Connectivity of path network correlates with street patterns. Grid street patterns with equal-sized square or rectangular blocks provide ease of movement for pedestrians, whereas dead-end streets and cul-de-sacs create very limited connection and access points [44]. Although cul-de-sacs do not allow vehicles to pass through, they can be connected to pedestrian networks if publicly accessible easement or right-of-way exists. Aside from dead-end streets and cul-de-sacs, other potential barriers to pedestrian access include busy motorways, rivers, slopes or other topographic features [45].
The street pattern is associated with block size. When block size becomes smaller, the urban structure becomes finer and better connected with many intersections. Jacobs pointed out that “frequent streets and short blocks are valuable because of the fabric of intricate cross-use that they permit amongst the users of a city neighbourhood” [27]. Short blocks enhance connectivity by offering additional opportunities to turn corners and alternative path choices to walk.

* * * * *

**TASKS TO COMPLETE:**
A: In the passage on street connectivity, what potential barriers to pedestrian access are named besides dead-end streets and cul-de-sacs?
B: Reproduce the part of the passage on street connectivity starting at "Connectivity of path" and ending at "topographic features [45].".
C: According to the passage on street connectivity, why do short blocks enhance connectivity?

* * * * *

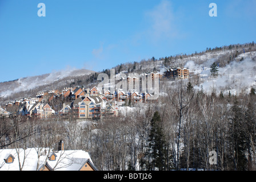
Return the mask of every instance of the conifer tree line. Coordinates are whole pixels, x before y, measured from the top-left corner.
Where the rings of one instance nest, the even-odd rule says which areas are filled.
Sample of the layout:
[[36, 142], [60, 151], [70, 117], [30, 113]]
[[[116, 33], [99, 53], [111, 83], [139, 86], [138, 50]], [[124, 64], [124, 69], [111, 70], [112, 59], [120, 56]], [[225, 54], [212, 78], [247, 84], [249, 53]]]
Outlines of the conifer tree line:
[[195, 84], [163, 86], [158, 100], [97, 122], [2, 118], [0, 147], [56, 148], [62, 139], [66, 150], [88, 151], [99, 170], [255, 170], [255, 88], [207, 94]]

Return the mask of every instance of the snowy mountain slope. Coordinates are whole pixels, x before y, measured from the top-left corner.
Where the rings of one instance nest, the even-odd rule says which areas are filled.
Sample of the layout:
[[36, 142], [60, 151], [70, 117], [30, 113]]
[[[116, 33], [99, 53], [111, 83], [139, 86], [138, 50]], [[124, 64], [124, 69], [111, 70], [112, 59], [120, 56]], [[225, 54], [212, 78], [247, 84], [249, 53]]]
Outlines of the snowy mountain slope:
[[185, 67], [190, 69], [190, 73], [199, 74], [202, 82], [201, 86], [207, 93], [213, 91], [224, 94], [237, 94], [242, 92], [248, 93], [252, 86], [256, 86], [256, 52], [239, 55], [236, 59], [224, 67], [219, 67], [219, 76], [211, 77], [210, 65], [215, 59], [208, 60], [203, 64], [188, 61]]
[[76, 78], [95, 72], [88, 69], [66, 69], [40, 76], [20, 78], [15, 81], [0, 83], [0, 96], [7, 97], [11, 93], [26, 91], [54, 82], [61, 81], [66, 78]]

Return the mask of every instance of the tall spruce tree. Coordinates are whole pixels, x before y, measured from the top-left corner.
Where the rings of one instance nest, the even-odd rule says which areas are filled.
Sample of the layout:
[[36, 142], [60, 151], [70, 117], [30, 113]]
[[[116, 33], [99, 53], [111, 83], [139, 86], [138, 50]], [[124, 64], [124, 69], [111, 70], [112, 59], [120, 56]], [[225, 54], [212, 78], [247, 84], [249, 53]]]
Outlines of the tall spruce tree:
[[193, 86], [191, 82], [189, 82], [187, 85], [187, 92], [190, 94], [193, 92]]
[[154, 113], [150, 121], [150, 131], [146, 152], [147, 170], [165, 170], [166, 167], [166, 142], [161, 126], [161, 117], [158, 111]]
[[218, 65], [214, 62], [211, 65], [211, 75], [214, 78], [218, 76]]
[[247, 167], [246, 134], [245, 132], [245, 113], [238, 105], [235, 97], [232, 106], [231, 143], [233, 146], [233, 161], [234, 170], [243, 171]]

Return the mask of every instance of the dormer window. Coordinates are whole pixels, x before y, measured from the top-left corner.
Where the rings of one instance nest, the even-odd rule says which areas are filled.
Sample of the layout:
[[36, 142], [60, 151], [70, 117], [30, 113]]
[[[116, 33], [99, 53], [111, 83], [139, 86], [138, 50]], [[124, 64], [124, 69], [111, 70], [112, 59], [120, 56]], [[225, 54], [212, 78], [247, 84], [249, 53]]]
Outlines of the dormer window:
[[54, 152], [51, 152], [49, 155], [49, 160], [56, 160], [57, 158], [56, 154]]
[[13, 155], [10, 154], [5, 160], [5, 162], [7, 164], [10, 164], [13, 163], [13, 162], [14, 161], [14, 159], [15, 158], [13, 156]]

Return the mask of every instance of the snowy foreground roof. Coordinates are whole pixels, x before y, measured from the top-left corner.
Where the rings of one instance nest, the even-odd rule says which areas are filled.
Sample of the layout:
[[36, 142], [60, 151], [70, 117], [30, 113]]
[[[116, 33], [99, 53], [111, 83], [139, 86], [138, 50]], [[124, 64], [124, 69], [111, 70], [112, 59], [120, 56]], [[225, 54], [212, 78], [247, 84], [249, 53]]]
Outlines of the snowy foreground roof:
[[[8, 162], [9, 158], [13, 160]], [[84, 151], [30, 148], [0, 150], [0, 171], [19, 171], [19, 163], [22, 166], [24, 159], [22, 171], [41, 170], [45, 167], [54, 171], [80, 171], [87, 165], [97, 170], [89, 153]]]

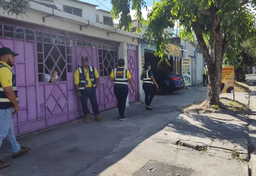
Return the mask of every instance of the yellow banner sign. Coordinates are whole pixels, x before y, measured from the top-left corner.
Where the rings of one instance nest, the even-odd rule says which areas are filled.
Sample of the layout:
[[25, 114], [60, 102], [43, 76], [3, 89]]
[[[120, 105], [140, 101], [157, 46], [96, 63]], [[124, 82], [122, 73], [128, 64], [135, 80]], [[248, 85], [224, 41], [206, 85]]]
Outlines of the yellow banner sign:
[[181, 55], [181, 48], [174, 44], [170, 44], [166, 46], [167, 52], [164, 54], [174, 56], [177, 57], [180, 57]]
[[222, 93], [234, 93], [233, 67], [222, 67], [220, 91]]

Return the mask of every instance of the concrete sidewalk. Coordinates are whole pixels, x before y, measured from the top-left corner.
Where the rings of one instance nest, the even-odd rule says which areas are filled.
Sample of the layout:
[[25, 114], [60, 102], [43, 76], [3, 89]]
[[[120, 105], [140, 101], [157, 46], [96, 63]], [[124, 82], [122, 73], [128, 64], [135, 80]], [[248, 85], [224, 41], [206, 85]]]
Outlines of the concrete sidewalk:
[[152, 111], [146, 110], [145, 104], [132, 105], [126, 111], [125, 120], [118, 120], [117, 109], [113, 109], [102, 113], [103, 123], [87, 124], [78, 119], [19, 138], [21, 144], [32, 147], [31, 152], [13, 160], [3, 146], [3, 159], [12, 165], [0, 174], [131, 176], [155, 160], [162, 164], [151, 166], [146, 174], [158, 175], [153, 173], [161, 165], [161, 173], [169, 175], [166, 167], [172, 164], [193, 172], [181, 176], [248, 175], [247, 163], [231, 157], [234, 151], [240, 157], [248, 153], [246, 118], [176, 111], [205, 99], [202, 89], [156, 96]]

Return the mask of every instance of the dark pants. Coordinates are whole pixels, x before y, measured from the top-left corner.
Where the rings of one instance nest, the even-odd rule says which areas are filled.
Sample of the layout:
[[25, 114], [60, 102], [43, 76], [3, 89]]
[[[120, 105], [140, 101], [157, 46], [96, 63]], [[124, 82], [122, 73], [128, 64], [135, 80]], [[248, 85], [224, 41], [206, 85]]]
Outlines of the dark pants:
[[206, 80], [206, 75], [205, 74], [203, 74], [203, 84], [204, 86], [205, 86], [205, 81]]
[[123, 117], [124, 115], [128, 91], [128, 85], [115, 84], [114, 85], [114, 93], [117, 100], [117, 107], [120, 117]]
[[84, 115], [88, 115], [91, 114], [87, 105], [88, 98], [90, 101], [91, 102], [91, 104], [92, 104], [93, 114], [94, 115], [99, 114], [99, 106], [97, 101], [97, 96], [96, 95], [96, 89], [95, 88], [85, 89], [84, 90], [82, 90], [80, 91], [82, 96], [80, 97], [80, 100], [81, 100], [81, 103], [82, 104]]
[[145, 103], [146, 106], [150, 106], [154, 98], [154, 85], [152, 83], [144, 83], [142, 88], [145, 93]]

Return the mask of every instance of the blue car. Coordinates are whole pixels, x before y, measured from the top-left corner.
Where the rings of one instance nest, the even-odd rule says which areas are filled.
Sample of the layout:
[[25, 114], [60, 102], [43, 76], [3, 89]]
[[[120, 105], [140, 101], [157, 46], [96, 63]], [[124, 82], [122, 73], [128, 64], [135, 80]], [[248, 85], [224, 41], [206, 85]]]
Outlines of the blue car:
[[157, 94], [164, 95], [168, 92], [176, 91], [185, 85], [183, 76], [173, 73], [166, 72], [160, 68], [152, 68], [154, 78], [159, 87], [156, 88]]

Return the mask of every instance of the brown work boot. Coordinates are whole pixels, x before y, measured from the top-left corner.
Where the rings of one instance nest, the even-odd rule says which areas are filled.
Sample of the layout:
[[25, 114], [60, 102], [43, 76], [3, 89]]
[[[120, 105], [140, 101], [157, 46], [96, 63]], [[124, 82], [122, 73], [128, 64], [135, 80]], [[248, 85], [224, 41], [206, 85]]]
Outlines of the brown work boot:
[[12, 154], [12, 157], [14, 158], [16, 158], [19, 157], [23, 154], [26, 153], [30, 150], [30, 147], [21, 147], [21, 150], [16, 153]]
[[86, 123], [90, 123], [90, 114], [86, 115], [85, 116], [85, 121]]
[[[0, 160], [0, 169], [2, 169], [6, 167], [8, 167], [11, 164], [8, 162], [3, 162], [3, 161]], [[0, 176], [2, 175], [0, 175]]]
[[99, 116], [99, 114], [95, 115], [95, 120], [99, 122], [103, 122], [103, 120], [102, 120], [102, 119]]

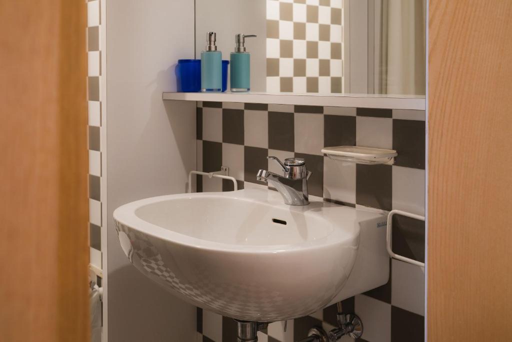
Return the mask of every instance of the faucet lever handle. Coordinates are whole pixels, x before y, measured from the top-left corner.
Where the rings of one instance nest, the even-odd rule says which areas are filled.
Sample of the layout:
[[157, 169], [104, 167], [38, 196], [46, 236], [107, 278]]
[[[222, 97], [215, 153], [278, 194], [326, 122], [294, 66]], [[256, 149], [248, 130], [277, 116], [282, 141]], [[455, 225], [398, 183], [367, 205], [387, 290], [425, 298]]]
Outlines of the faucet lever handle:
[[284, 164], [283, 164], [283, 162], [280, 160], [279, 158], [278, 158], [277, 157], [274, 157], [273, 156], [269, 156], [268, 157], [267, 157], [267, 159], [275, 160], [275, 161], [279, 163], [279, 165], [281, 165], [281, 167], [283, 168], [283, 170], [285, 172], [288, 172], [288, 171], [290, 170], [290, 168], [286, 166]]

* * * * *

**TASK SOLUTIONS:**
A: Busy motorways, rivers, slopes or other topographic features.

B:
Connectivity of path network correlates with street patterns. Grid street patterns with equal-sized square or rectangular blocks provide ease of movement for pedestrians, whereas dead-end streets and cul-de-sacs create very limited connection and access points [44]. Although cul-de-sacs do not allow vehicles to pass through, they can be connected to pedestrian networks if publicly accessible easement or right-of-way exists. Aside from dead-end streets and cul-de-sacs, other potential barriers to pedestrian access include busy motorways, rivers, slopes or other topographic features [45].

C: Short blocks offer additional opportunities to turn corners and alternative path choices to walk. As block size becomes smaller, the urban structure becomes finer and better connected, with many intersections.